Point annotation records

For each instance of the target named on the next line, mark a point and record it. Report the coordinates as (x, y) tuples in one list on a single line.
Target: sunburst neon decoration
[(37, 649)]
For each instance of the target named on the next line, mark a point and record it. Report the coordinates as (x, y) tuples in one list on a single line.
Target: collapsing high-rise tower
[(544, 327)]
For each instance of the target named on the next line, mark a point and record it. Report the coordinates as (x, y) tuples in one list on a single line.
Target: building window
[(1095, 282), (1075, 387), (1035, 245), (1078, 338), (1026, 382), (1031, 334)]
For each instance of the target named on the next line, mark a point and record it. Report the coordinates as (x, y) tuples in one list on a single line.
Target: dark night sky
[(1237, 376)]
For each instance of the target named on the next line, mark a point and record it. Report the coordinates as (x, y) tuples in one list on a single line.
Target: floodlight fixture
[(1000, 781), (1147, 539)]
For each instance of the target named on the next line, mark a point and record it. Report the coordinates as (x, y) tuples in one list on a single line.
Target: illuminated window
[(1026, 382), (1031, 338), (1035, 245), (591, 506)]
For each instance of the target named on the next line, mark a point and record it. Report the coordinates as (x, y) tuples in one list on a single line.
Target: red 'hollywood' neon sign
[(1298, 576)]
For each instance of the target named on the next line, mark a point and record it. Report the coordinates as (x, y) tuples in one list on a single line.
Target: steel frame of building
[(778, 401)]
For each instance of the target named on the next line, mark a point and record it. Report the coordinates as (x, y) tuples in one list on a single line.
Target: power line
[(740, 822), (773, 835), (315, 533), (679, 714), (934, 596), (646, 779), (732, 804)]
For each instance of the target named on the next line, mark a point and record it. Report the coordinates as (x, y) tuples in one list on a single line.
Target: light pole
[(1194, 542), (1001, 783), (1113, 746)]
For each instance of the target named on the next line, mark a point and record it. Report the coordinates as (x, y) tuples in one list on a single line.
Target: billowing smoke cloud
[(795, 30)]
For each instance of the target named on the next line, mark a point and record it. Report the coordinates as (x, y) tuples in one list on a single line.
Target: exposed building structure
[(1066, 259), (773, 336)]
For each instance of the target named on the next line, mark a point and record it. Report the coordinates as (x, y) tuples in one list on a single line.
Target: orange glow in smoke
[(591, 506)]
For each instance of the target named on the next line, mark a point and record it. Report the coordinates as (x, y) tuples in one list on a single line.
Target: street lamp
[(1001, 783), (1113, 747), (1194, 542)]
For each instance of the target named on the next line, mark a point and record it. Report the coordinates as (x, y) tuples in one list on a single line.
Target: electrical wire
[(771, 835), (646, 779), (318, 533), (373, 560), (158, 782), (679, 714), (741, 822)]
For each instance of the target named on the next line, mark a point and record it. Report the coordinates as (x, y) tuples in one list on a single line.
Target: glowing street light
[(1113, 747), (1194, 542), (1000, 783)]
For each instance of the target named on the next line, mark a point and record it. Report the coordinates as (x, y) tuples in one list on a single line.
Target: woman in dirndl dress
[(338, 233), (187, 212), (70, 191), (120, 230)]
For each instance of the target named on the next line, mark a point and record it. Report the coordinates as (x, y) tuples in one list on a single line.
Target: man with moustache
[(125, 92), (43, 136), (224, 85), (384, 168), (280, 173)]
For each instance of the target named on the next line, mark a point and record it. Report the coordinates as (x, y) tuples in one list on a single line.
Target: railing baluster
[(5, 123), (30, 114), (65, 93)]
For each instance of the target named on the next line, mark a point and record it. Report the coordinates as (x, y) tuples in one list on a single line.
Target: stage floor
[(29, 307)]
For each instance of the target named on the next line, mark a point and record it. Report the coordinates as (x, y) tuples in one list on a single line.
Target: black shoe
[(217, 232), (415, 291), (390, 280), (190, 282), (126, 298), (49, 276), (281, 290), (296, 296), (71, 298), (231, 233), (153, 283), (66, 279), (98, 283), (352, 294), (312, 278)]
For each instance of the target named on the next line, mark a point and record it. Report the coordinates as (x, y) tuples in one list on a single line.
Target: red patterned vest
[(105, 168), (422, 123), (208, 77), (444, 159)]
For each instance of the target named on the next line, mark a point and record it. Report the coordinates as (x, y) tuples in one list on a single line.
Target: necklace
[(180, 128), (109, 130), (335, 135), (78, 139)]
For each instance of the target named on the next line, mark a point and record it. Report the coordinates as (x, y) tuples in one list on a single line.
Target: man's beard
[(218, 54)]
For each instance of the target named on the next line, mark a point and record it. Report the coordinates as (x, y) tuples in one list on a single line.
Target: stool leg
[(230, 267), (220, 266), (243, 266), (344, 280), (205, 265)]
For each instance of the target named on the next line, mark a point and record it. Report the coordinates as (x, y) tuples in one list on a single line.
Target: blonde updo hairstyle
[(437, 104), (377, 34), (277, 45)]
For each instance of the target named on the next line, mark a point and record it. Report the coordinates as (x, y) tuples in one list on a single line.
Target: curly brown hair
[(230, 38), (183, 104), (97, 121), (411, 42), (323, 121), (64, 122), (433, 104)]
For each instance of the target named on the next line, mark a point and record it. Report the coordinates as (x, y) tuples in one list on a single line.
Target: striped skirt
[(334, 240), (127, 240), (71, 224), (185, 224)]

*The problem*. Each entry is to be returned in full, character for character.

*Solution*.
For each instance of the target named on the next line, mark a point and record it. Report the coordinates as (x, y) tuples in one list on a single line.
Target: sunburst neon decoration
[(37, 649)]
For each instance of the target named on the next line, mark a point and record it. Report the coordinates as (x, y) tuples in one list on a single line.
Target: collapsing high-rise tower
[(544, 327)]
For each instance of the target named on the next line, mark a point and record it. Report the coordinates as (x, y) tuples in one list on a single line.
Target: building window
[(1095, 282), (1075, 387), (1035, 245), (1078, 338), (1026, 382), (1031, 334)]
For each instance of the target named on the next line, mark a point and record it. Report the coordinates as (x, y) tuples in one list on a single line.
Target: dark night sky
[(1237, 376)]
For each instance of the target named on the next line, mark a point and record it. Report the coordinates as (x, y) tuples in one list on a single line.
Target: floodlight fixture
[(1000, 781), (1147, 539)]
For each instance of the target named on the next line, mark a point and record it. Report the coordinates as (x, y) tuples in one list on a single line.
Target: illuminated window
[(1026, 382), (1031, 338), (1035, 245), (591, 506)]
For each instance of the target named on the next line, mark a point and record it. Report the coordinates as (x, y) tuples in one list on a single line.
Target: red 'hollywood' neon sign
[(1298, 576)]
For each instance of the target named on the next line, mark a point and record it. Report the coordinates as (x, y) tuples in one list on a single line.
Target: steel frame of building
[(778, 401)]
For each instance of the target named on the next line, mark a point and record it. Report the coordinates as (x, y) tuples in one list on a single line.
Target: power line
[(740, 822), (773, 835), (315, 533), (679, 714), (934, 596), (646, 779), (732, 804)]
For each instance of the target named on the next line, mark a point and record it. Report the coordinates as (x, y) tuples in one list on a single line.
Target: light pole
[(1194, 542), (1001, 783), (1113, 746)]
For each instance of the target named on the next line, mark a point and record it. Report the coordinates as (x, y) tuples in one list on a single line.
Target: billowing smoke cloud
[(795, 30)]
For each instance of the target named on the next line, mark a point and record it. Report the coordinates as (x, y) tuples in one list on a single line.
Target: exposed building structure
[(1066, 259), (773, 336)]
For each instance of the target named on the next line, mark a point and record it. Report the coordinates as (x, y) tuples in one list on a single line.
Target: orange glow in smoke
[(591, 506)]
For each instance of the target named on the next line, mark a point and record it. Report the coordinates as (x, y) tuples in one list on a single line.
Target: street lamp
[(1001, 783), (1113, 747), (1194, 542)]
For each instance of the target named on the next line, mark a point and record it. Report the coordinates as (x, y) tuples in one list on a single line.
Target: electrical wire
[(771, 835), (646, 779), (318, 533), (373, 560), (158, 782), (679, 714), (741, 822)]
For each instance of the target named on the next line, mark a point and record it. Report the coordinates as (x, y) tuples in one list on a single line.
Target: glowing street light
[(1113, 747), (1194, 542), (1000, 783)]
For each instance of the target named on the next line, mark a point and record it. Report the coordinates as (x, y) tuples in one list on a single line.
Target: woman in dirndl dress
[(338, 233), (187, 212), (70, 191), (120, 230)]
For each instance of the target named on the next line, mark a point and record it. Report the coordinates as (x, y) tuples in one list on a single line.
Target: man with moustache
[(125, 92), (43, 136), (224, 85), (384, 168), (280, 173)]
For each instance of the target named on the next line, mark a point and record it. Report the coordinates as (x, y) tuples in one list on a single line.
Target: railing baluster
[(5, 123), (30, 114), (65, 93)]
For each instance of the target named on the next line, mark a point and record it. Report the coordinates as (x, y) tuples in one list on a single line.
Target: stage floor
[(29, 307)]
For each instance of the target named on the next line, mark a point and record it. Report the coordinates as (x, y) tuples in one list on a single line.
Target: black shoe
[(217, 232), (415, 291), (390, 280), (190, 282), (126, 298), (49, 276), (281, 290), (296, 296), (71, 298), (231, 233), (153, 283), (66, 279), (98, 283), (352, 294), (312, 278)]
For each instance of the target named on the next line, mark a point and record it. Report the coordinates as (x, y) tuples in one list on a single line.
Target: red patterned vest
[(105, 168), (422, 123), (208, 77), (444, 159)]
For each instance of the target named on the next line, mark a point and record it. Report the coordinates as (x, y) tuples in one list on a single line.
Target: necklace
[(180, 128), (109, 130), (335, 135), (78, 139)]
For each instance of the target named on the next line, mark a point and record it. Report the coordinates as (x, y) tuples in one list on a single line.
Target: man's beard
[(218, 54)]
For each instance of the target named on the next line, mark a point and record it. Report the coordinates as (x, y) tuples in one list on a single line.
Target: stool leg
[(230, 267), (220, 266), (243, 266), (344, 280), (205, 265)]
For each instance of the target named on the next line, mark a point and record it. Report the coordinates as (x, y) tuples in one list on a single line.
Target: blonde updo hairstyle
[(437, 104), (377, 34), (277, 45)]
For each instance of the target named on the next line, mark a point and record it. Report the coordinates as (x, y) tuples in one list on a single line.
Target: curly brown hair
[(230, 38), (183, 104), (97, 121), (411, 42), (323, 121), (64, 122), (433, 104)]
For each instance of the target named on the next line, mark a point and record it. Report the coordinates as (x, y) tuples in one list on a single line.
Target: striped skirt
[(334, 240), (127, 240), (71, 224), (185, 224)]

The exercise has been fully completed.